> **Task instructions**:
What you produce should be every line from the data that includes "engine".
START Material supplied
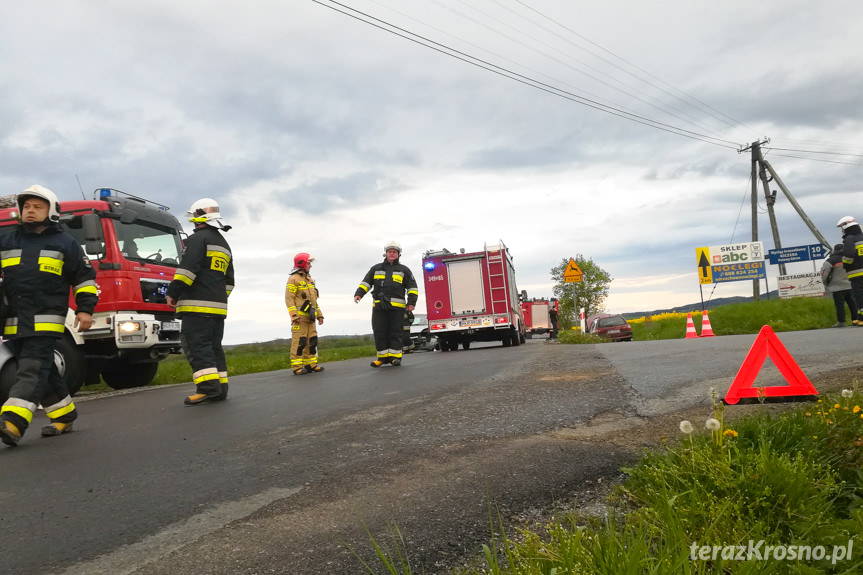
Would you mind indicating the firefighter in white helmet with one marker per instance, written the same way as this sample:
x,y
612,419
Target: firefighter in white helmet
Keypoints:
x,y
40,262
394,290
852,261
301,297
199,292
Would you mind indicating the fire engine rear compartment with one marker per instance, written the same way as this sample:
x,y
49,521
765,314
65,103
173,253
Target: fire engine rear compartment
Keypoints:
x,y
472,297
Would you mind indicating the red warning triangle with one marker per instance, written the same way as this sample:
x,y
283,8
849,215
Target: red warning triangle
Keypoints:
x,y
766,345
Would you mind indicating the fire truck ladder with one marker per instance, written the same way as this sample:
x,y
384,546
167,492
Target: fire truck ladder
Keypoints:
x,y
495,262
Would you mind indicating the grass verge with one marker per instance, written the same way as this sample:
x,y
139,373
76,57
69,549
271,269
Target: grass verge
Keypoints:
x,y
774,493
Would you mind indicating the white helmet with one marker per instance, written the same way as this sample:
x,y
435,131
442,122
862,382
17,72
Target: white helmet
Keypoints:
x,y
393,245
846,222
41,192
206,211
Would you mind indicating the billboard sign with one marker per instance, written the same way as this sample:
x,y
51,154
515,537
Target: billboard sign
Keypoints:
x,y
801,285
798,254
732,262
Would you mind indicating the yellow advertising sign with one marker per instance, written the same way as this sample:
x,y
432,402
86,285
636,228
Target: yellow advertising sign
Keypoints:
x,y
572,273
705,271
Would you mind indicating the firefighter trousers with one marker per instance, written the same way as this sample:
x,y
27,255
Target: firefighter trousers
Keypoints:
x,y
304,343
37,382
857,293
388,327
201,338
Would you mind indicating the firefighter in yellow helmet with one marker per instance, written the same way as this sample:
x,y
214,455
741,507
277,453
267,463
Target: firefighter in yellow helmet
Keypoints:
x,y
301,297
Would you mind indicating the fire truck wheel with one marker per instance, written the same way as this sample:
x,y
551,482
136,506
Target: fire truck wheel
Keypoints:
x,y
70,363
123,374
END Material supplied
> **Answer box**:
Would you mind indicating the fire engine rear compartment with one marker per instance, written the same way as this sample:
Target: fire engine rear compartment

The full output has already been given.